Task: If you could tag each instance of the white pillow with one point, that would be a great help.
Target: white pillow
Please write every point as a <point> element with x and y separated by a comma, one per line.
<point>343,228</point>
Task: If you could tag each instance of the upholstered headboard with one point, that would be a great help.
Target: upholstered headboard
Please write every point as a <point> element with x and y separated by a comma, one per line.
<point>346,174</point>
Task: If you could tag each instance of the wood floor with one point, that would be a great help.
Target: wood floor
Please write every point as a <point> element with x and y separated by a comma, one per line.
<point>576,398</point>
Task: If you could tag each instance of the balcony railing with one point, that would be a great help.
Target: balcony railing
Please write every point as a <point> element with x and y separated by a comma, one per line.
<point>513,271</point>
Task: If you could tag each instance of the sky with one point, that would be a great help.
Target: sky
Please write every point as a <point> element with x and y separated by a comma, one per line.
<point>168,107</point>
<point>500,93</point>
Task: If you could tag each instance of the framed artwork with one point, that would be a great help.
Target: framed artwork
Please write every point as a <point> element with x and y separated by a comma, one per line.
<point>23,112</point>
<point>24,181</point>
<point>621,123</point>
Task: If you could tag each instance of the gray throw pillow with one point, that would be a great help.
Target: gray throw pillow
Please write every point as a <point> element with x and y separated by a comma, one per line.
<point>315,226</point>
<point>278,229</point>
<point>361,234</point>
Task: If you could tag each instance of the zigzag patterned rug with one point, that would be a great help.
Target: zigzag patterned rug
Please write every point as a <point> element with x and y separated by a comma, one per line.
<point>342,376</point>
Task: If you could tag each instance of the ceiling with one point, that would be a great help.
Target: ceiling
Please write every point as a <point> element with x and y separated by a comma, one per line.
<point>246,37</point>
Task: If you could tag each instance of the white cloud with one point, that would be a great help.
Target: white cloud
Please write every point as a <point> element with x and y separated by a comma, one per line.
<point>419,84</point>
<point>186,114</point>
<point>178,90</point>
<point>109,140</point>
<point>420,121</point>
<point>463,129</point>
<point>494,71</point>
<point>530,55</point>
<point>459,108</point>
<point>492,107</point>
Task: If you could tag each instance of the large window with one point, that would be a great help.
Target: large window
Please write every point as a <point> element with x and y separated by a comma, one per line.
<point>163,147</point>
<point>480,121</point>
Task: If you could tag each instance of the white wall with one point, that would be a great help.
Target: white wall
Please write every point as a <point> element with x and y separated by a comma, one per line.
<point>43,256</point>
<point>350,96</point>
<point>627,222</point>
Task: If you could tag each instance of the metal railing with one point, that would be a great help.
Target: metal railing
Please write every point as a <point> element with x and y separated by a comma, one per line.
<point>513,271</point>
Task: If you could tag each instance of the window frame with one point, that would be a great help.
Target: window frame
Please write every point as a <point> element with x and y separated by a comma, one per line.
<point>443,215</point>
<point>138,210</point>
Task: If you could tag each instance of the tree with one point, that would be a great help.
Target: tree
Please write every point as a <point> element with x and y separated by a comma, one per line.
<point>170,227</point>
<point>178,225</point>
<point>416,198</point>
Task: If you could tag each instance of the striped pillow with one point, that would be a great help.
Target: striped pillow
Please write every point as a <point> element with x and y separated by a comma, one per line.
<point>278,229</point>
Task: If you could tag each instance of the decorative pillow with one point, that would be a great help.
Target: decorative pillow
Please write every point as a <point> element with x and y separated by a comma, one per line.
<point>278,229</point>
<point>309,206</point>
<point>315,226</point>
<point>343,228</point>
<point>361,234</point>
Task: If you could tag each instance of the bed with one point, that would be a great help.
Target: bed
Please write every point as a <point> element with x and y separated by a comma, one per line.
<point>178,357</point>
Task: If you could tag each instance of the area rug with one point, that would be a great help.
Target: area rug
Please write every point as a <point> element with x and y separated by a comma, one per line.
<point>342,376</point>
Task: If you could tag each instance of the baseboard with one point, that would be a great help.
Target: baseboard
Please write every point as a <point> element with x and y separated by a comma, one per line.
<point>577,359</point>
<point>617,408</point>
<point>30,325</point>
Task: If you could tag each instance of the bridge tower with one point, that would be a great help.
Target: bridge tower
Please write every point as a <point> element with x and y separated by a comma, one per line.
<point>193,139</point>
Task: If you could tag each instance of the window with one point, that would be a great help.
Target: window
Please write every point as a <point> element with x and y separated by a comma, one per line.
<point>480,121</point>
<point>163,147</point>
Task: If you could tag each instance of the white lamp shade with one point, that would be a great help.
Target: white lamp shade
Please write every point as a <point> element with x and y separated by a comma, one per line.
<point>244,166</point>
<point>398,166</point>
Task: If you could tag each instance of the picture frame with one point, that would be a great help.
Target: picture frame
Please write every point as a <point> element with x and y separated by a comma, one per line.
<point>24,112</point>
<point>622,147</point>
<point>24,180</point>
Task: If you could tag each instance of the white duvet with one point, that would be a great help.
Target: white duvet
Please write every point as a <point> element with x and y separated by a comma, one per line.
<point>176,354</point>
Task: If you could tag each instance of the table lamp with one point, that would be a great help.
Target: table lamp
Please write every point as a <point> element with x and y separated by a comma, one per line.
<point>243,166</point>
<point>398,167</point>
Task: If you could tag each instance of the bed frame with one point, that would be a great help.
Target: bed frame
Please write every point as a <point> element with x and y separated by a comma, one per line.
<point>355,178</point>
========================================================================
> Your instructions
Each line with "cloud" in it must be identified and copied from the material.

> Output of the exercise
Task: If you could tag each instance of the white cloud with one point, that would be a great help.
Target: white cloud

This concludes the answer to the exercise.